Tourné en plein Compton, Real Muthaphuckkin G’s débauche les frangins B.G. Knocc Out et Dresta en featuring, Cold 187um en cameo (l’homme qui a vraiment inventé le G-funk NDLR) et même l’acteur Anthony Johnson qui interprétait « Sleazy-E » dans Fuck Wit Dre Day (pour cette fois-ci le faire abattre des mains d’Eazy-E en personne).
Bien que tout le monde ait conscience que le « little big man » de la côte ouest ne soit pas le emcee le plus technique de la terre, il n’en appuie pas moins là où ça fait mal (Snoop est traité d’anorexique, Dre accusé de battre des femmes et d’avoir abusé du mascara dans ses jeunes années) sur les sample de It’s Funky Enough et Eazy-Duz-It… deux titres produits par le bon docteur Young période Ruthless.

────────────────────

**PROBLÈME À RÉSOUDRE:** Recopiez mot pour mot le passage du texte fourni compris entre « Tourné en plein » et « Young période Ruthless. », ces deux segments inclus. La liste qui suit provient d'une autre source.

**DONNÉES:**
────────────────────

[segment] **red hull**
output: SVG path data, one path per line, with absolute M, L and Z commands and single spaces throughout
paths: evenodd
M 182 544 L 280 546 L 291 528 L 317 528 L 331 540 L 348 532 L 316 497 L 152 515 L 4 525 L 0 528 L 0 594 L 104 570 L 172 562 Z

────────────────────

**SOLUTION PROPOSÉE:**
Tourné en plein Compton, Real Muthaphuckkin G’s débauche les frangins B.G. Knocc Out et Dresta en featuring, Cold 187um en cameo (l’homme qui a vraiment inventé le G-funk NDLR) et même l’acteur Anthony Johnson qui interprétait « Sleazy-E » dans Fuck Wit Dre Day (pour cette fois-ci le faire abattre des mains d’Eazy-E en personne).
Bien que tout le monde ait conscience que le « little big man » de la côte ouest ne soit pas le emcee le plus technique de la terre, il n’en appuie pas moins là où ça fait mal (Snoop est traité d’anorexique, Dre accusé de battre des femmes et d’avoir abusé du mascara dans ses jeunes années) sur les sample de It’s Funky Enough et Eazy-Duz-It… deux titres produits par le bon docteur Young période Ruthless.